_Extract provided_:
Microcarrier technology can reduce culture medium and serum costs by over 50%, decrease labor and lessen the risk of contamination.
GE Healthcare supplies microcarriers for a wide range of applications for cell immobilization, particularly in the area of eucaryotic cell culture. Microcarrier technology can reduce culture medium and serum costs by over 50%, decrease labor and lessen the risk of contamination. The entire line of microcarriers from GE Healthcare is thoroughly quality controlled, including a function test on all batches with at least one cell type.
Cytodex 1 and 3
Cytodex microcarriers are based on cross-linked dextran beads. The microporous beads are transparent, spherical and hydrated, and are substituted with positively charged groups. The microcarriers have a mean diameter of 200 µ m and a density of 1.04 g/mL. Their small size allows them to be easily transported through tubing.
Cytodex microcarriers are designed for use in stirred tank cultures – homogeneous environments for cell growth in which culture parameters are easily monitored and controlled. Cells grow on the surface of Cytodex, which facilitates inspection, harvesting and infection of the cells. The microporosity of Cytodex enables nutrient supply to all sides of the cells.
Cytopore 1 and 2
Cytopore microcarriers are hydrophilic DEAE exchangers with a mean diameter of 230 µm and a density of 1.03 g/mL. They are based on a cross-linked cotton cellulose matrix and have an average pore size of 30 µm.
The microcarriers are both macroporous and microporous. Cells can enter the interior of the microcarrier where they are protected from shear forces generated by the stirrer, aeration, spin filter or bubbles created through sparging. The microporosity facilitates nutrient supply to all sides of the cells. Cytopore microcarriers are transparent before reaching higher cell densities and easily transported through tubing.
Cytoline microcarriers are based on a matrix of polyethylene and silica. The polyethylene makes the microcarrier hydrophobic while the silica gives it a slightly negative charge. The silica also increases the density of the microcarriers, enabling them to be used in fluidized bed cultures. Cytoline 1 has a density of 1.3 g/mL. Cytoline microcarriers are macroporous with a pore size between 10 and 400 µ m. Cells gain easy access to the interior of Cytoline, where they are protected from shear forces. Since the microcarriers are not microporous, nutrients can only reach the cells through the macroporous structure.
Cytoline microcarriers are lentil-shaped with a length of 2 to 2.5 mm. This size makes their transfer through tubing more difficult, but facilitates their retention in fluidized bed or perfusion cultures.

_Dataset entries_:
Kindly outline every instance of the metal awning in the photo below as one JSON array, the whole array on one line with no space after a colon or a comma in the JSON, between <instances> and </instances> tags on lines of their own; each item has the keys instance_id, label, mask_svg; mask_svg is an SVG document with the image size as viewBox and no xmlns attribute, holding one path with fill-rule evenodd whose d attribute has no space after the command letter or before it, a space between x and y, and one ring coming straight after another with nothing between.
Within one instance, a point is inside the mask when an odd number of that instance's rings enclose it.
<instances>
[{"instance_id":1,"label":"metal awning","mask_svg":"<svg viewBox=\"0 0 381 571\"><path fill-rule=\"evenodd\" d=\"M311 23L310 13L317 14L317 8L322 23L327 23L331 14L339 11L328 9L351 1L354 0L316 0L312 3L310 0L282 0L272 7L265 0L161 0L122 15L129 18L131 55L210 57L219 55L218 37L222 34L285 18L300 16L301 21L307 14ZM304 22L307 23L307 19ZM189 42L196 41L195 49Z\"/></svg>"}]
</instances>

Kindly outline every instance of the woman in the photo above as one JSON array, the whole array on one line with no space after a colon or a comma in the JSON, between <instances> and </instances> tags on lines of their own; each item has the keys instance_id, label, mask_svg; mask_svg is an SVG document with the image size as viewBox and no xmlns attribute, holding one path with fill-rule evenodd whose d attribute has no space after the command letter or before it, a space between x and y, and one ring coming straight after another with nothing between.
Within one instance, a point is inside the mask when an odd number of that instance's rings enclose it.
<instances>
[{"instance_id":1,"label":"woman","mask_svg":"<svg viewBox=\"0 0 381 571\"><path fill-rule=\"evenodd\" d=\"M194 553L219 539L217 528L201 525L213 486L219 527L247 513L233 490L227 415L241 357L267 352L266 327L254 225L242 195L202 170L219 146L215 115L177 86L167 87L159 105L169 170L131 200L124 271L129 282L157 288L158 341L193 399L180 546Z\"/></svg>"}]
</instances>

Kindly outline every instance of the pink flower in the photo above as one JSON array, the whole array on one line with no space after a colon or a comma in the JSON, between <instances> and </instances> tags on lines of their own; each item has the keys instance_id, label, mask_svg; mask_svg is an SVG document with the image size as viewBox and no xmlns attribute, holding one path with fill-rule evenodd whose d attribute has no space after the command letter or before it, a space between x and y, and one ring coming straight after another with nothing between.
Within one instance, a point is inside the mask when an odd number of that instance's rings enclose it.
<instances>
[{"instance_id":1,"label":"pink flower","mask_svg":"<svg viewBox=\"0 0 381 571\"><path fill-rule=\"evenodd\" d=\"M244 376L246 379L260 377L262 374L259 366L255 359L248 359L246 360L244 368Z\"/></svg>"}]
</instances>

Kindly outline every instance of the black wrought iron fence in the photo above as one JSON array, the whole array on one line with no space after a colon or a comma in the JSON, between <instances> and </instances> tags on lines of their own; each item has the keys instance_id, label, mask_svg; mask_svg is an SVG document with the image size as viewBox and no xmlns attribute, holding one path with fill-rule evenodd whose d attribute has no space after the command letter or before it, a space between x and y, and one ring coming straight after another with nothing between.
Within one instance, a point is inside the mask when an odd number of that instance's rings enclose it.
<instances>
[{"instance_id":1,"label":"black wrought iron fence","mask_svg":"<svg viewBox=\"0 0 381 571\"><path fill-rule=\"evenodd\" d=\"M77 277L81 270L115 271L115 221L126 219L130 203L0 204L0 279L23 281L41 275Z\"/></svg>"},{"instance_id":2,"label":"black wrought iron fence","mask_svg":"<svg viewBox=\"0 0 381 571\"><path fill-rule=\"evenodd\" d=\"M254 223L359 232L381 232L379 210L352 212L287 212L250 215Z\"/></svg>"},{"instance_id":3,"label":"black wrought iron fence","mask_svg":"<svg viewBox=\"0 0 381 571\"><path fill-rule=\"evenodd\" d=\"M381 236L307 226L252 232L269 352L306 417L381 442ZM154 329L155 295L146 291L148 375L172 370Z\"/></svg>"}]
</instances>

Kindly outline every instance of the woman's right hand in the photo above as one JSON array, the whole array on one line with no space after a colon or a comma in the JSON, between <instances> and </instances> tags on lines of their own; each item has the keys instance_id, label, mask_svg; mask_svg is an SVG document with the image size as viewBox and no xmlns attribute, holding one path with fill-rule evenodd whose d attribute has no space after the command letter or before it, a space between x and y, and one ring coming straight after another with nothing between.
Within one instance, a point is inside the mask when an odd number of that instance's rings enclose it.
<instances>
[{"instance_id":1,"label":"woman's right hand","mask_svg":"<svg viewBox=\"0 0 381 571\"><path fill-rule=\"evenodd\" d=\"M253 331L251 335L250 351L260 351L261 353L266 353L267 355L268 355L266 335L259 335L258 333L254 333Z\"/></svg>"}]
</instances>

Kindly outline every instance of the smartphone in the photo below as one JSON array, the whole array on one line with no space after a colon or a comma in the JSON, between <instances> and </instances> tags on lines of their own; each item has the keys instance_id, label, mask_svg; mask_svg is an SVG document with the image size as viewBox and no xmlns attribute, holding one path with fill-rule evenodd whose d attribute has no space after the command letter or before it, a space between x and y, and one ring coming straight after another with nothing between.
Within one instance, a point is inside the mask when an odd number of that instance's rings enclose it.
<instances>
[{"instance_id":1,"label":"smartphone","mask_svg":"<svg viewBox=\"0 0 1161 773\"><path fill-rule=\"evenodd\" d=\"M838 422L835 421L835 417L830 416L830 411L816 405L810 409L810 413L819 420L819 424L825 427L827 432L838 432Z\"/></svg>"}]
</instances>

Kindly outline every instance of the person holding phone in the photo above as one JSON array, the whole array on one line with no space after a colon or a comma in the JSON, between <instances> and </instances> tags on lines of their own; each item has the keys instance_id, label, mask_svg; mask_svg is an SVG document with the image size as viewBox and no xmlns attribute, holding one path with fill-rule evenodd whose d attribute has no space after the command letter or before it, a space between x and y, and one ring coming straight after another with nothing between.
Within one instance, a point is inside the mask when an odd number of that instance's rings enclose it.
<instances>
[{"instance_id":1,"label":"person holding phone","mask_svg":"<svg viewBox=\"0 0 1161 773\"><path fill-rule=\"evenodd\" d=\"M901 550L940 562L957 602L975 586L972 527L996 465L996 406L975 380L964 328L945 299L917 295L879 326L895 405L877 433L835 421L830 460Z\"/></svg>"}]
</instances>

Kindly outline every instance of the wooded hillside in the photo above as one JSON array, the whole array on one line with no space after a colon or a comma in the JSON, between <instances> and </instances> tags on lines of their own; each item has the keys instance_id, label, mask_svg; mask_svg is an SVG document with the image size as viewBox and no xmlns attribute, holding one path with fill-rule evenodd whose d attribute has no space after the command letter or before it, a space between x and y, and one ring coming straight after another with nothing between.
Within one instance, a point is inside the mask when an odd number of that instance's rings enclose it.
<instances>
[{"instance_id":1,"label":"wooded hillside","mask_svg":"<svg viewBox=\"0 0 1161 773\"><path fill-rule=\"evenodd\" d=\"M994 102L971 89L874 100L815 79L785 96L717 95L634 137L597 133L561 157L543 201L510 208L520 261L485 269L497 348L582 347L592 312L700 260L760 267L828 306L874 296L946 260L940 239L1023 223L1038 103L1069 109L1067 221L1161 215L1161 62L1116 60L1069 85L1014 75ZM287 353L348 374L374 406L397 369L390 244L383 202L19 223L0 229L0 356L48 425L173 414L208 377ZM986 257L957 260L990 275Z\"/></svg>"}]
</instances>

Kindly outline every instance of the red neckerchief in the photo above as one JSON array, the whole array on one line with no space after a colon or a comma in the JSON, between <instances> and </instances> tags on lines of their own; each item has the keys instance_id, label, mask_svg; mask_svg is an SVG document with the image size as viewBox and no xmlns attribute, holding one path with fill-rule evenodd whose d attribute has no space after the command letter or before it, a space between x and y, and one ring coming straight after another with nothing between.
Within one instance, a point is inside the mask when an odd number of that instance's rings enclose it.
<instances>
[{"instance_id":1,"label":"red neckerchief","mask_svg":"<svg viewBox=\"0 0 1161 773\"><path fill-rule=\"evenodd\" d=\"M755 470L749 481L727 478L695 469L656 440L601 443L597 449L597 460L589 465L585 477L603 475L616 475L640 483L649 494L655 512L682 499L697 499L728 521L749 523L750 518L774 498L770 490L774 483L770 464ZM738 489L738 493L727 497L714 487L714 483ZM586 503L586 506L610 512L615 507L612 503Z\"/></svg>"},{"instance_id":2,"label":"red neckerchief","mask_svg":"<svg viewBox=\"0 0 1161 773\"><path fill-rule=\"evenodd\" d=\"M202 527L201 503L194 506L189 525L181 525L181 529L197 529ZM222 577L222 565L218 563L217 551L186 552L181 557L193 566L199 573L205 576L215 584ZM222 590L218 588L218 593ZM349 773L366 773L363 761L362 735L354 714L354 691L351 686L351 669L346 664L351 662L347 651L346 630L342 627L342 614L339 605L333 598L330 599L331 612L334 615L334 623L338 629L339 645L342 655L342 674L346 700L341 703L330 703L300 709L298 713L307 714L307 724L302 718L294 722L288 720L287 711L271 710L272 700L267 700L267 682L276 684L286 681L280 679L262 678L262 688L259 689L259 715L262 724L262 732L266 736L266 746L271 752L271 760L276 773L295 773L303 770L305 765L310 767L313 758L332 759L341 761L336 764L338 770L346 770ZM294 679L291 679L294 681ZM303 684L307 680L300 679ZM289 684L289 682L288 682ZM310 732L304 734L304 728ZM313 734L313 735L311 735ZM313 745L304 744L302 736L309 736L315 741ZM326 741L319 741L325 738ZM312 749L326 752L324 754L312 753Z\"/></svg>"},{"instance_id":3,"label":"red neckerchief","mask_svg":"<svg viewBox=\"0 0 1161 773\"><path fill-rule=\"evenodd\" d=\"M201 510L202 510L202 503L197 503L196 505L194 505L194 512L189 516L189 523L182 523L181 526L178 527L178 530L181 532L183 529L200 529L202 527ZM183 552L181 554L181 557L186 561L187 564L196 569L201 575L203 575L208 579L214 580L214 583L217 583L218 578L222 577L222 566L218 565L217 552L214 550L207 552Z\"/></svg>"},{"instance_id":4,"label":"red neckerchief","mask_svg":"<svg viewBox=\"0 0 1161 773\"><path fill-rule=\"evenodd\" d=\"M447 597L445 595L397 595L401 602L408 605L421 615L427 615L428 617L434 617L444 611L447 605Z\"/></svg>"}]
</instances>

_What you have to do_:
Print the part of the microcarrier text from "GE Healthcare supplies" to "one cell type." word for word. The items are separate material and are unrelated to the microcarrier text.

_Output for this task_:
GE Healthcare supplies microcarriers for a wide range of applications for cell immobilization, particularly in the area of eucaryotic cell culture. Microcarrier technology can reduce culture medium and serum costs by over 50%, decrease labor and lessen the risk of contamination. The entire line of microcarriers from GE Healthcare is thoroughly quality controlled, including a function test on all batches with at least one cell type.